> **Problem to solve**: Please reproduce the material verbatim, starting with the line that contains "dry grass in the photo above." and going on through the final line of the material, with both of those lines included.
>> START Material for this task
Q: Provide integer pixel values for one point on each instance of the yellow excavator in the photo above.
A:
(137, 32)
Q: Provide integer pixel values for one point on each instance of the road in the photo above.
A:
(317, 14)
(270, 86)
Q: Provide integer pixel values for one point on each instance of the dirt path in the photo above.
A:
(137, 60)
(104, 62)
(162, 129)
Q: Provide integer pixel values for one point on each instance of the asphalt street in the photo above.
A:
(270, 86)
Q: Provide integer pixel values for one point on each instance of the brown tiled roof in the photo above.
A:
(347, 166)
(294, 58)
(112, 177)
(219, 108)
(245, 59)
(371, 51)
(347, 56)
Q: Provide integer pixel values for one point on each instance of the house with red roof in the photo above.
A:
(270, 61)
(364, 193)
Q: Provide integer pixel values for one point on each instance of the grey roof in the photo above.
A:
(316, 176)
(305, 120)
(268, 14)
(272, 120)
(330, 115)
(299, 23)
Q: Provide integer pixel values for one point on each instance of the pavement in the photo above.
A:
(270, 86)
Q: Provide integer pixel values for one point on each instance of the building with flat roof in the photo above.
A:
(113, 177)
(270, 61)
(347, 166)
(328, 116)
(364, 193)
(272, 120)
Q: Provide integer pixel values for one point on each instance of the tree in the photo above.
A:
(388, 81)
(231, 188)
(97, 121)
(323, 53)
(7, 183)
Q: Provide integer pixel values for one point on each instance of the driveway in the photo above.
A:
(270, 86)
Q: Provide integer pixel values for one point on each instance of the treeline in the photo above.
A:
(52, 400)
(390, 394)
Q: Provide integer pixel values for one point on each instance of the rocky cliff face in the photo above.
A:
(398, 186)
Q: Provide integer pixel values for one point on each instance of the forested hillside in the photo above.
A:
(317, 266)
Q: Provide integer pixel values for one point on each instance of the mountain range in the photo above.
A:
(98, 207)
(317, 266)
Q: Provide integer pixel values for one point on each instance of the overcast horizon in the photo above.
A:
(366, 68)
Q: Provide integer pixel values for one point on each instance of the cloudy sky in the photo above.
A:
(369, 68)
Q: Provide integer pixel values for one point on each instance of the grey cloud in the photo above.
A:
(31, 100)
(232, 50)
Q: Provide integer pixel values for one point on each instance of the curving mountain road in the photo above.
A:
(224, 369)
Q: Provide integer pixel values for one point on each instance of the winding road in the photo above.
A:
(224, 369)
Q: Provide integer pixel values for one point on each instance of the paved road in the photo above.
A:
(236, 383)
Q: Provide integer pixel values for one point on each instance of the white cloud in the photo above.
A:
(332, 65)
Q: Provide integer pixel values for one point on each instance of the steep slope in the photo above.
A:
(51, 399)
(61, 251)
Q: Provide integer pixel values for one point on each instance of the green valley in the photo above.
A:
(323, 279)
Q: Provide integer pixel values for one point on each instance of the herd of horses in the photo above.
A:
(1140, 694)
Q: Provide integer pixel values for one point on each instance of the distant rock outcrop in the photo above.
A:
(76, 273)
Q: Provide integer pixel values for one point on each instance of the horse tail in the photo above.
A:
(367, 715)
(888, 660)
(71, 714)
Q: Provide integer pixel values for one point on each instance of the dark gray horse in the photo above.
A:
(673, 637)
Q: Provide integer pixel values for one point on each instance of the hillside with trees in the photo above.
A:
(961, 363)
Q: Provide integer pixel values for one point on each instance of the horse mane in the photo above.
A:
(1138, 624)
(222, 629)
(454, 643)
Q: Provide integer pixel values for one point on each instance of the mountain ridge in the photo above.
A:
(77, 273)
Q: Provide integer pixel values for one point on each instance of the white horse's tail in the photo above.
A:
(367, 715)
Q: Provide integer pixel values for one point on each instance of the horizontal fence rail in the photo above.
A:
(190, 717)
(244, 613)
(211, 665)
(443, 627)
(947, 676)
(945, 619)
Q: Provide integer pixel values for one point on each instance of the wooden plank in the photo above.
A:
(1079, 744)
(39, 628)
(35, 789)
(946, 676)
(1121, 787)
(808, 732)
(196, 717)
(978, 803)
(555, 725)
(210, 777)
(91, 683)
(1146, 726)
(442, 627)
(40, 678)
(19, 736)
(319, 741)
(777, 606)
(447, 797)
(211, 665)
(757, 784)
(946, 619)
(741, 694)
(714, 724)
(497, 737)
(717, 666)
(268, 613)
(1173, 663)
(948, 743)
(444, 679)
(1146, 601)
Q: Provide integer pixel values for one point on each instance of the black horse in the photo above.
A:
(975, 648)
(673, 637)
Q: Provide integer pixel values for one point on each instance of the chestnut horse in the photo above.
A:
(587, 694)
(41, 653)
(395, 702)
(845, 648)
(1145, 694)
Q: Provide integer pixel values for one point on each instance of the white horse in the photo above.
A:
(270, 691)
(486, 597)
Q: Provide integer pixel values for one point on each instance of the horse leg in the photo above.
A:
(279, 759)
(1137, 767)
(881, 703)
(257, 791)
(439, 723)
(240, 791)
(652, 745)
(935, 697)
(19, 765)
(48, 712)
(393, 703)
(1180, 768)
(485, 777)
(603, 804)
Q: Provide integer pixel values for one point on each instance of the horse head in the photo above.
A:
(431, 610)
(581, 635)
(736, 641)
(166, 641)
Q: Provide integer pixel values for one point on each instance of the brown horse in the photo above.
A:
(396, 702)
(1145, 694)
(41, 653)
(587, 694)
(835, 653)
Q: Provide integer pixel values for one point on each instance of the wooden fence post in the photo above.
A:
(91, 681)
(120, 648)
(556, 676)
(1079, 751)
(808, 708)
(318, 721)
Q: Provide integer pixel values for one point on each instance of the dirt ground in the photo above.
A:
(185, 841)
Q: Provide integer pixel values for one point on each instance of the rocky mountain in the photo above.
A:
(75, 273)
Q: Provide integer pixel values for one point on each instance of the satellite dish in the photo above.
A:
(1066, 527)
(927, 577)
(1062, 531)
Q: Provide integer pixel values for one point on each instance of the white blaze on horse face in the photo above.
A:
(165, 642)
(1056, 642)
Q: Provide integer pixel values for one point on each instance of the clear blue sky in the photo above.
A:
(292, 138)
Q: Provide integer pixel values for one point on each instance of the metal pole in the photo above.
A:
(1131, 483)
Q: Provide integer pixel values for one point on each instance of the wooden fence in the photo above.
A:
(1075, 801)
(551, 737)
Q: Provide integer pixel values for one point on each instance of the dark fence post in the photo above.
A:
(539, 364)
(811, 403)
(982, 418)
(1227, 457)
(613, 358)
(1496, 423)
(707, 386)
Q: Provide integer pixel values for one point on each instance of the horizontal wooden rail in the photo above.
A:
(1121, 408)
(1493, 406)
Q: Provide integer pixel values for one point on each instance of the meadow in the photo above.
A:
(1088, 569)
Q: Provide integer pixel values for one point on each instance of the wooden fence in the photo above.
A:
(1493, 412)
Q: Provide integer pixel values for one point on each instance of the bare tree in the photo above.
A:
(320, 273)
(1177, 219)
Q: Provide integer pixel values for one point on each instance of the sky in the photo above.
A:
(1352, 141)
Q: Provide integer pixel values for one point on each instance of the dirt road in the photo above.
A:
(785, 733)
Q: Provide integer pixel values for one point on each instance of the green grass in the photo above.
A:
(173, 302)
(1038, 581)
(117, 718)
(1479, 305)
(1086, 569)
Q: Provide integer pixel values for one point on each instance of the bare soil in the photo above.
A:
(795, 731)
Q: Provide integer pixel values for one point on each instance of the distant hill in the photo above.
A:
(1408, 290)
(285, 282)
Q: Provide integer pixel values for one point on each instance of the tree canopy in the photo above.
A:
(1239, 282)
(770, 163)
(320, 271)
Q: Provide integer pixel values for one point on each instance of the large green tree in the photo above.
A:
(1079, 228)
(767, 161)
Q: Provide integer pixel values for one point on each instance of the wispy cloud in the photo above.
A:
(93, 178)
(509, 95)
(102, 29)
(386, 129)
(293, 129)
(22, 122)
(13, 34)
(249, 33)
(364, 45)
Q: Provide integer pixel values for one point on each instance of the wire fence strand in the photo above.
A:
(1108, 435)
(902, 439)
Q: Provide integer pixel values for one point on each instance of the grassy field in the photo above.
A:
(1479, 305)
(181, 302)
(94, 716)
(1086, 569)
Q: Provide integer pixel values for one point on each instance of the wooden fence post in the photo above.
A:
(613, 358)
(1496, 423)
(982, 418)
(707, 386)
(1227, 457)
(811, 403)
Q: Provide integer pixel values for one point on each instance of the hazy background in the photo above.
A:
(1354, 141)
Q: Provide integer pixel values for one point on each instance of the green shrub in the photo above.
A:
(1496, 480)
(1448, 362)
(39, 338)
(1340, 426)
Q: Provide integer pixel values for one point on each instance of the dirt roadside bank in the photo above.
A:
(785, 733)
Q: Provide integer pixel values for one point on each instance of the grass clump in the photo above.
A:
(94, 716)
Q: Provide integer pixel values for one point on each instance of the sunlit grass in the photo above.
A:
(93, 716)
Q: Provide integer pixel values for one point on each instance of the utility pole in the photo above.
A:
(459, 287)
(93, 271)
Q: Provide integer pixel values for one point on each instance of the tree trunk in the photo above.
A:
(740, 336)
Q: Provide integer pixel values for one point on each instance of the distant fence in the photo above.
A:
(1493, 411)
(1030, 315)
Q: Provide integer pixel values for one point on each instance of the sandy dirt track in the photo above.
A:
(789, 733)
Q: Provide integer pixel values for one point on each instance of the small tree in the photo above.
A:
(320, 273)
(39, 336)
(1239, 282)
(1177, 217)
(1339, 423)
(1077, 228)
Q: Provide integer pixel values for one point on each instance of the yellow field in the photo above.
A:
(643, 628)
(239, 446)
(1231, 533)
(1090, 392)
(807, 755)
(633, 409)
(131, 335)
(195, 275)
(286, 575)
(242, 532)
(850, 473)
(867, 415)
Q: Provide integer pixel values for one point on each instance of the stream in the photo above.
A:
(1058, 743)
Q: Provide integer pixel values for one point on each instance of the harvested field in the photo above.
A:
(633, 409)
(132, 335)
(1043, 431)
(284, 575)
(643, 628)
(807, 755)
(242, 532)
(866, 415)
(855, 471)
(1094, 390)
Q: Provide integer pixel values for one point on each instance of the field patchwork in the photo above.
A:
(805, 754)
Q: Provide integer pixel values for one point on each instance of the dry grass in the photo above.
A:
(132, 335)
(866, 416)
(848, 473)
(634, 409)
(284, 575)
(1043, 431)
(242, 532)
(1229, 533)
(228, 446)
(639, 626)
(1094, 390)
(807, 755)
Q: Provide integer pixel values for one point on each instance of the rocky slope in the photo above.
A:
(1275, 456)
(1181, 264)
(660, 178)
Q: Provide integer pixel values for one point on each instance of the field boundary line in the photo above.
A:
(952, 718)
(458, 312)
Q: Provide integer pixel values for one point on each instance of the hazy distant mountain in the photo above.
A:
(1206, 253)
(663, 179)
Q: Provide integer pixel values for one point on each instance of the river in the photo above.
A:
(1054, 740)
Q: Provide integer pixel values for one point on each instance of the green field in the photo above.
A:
>> END Material for this task
> **Task response**:
Q: Provide integer pixel values for one point on each instance of the dry grass in the photo above.
A:
(132, 335)
(866, 416)
(848, 473)
(634, 409)
(284, 575)
(1043, 431)
(242, 532)
(1229, 533)
(228, 446)
(639, 626)
(1094, 390)
(807, 755)
Q: Provide integer pixel values for one point on each instance of the rocky slope in the photo above.
A:
(1275, 456)
(1181, 264)
(660, 178)
Q: Provide integer pixel values for one point on each instance of the field boundary line in the photo above.
A:
(952, 718)
(458, 312)
Q: Provide integer pixel values for one point on each instance of the hazy distant mountain in the photo above.
A:
(1206, 253)
(663, 179)
Q: Provide integer pixel values for one point on each instance of the river in the photo above.
A:
(1054, 740)
Q: Provide integer pixel values for one point on each instance of the green field in the photo above.
A:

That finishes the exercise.